DATASET RECORDS Block Start

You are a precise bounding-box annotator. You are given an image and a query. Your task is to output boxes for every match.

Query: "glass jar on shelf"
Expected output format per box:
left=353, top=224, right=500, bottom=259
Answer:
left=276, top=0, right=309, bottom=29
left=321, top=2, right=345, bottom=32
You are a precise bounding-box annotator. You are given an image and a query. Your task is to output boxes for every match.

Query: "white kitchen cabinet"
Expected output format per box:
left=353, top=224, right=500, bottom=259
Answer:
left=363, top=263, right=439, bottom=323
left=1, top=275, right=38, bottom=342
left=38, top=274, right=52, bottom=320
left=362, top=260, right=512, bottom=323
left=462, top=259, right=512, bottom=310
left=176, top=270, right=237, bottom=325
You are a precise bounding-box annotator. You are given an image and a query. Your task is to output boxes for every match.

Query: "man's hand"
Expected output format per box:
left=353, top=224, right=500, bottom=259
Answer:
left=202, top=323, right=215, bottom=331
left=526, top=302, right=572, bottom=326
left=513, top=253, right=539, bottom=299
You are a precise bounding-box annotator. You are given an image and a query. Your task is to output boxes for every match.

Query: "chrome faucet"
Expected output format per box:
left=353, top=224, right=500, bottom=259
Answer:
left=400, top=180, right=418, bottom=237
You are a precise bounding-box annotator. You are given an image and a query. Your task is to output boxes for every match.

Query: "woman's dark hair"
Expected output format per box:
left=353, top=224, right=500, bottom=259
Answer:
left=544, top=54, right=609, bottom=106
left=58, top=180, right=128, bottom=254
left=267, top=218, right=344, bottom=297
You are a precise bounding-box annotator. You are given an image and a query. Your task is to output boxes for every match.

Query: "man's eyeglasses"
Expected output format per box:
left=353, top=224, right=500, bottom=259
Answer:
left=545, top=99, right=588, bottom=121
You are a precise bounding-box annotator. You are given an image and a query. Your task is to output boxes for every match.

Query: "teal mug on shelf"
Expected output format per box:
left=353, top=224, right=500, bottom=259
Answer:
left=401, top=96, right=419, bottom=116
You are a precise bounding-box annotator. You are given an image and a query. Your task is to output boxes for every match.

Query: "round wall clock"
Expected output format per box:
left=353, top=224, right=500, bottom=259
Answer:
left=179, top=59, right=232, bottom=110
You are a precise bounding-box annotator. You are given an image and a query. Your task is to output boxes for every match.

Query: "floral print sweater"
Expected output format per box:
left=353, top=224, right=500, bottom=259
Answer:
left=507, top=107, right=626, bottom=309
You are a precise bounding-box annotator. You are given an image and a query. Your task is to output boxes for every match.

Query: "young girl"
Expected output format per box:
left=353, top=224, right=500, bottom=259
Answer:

DATASET RECORDS Block End

DIRECTIONS → Find the word "shelf" in the records and pull out each line that has it.

OUTPUT FOR THIS EXERCISE →
Query: "glass jar on shelf"
Query: "teal mug on shelf"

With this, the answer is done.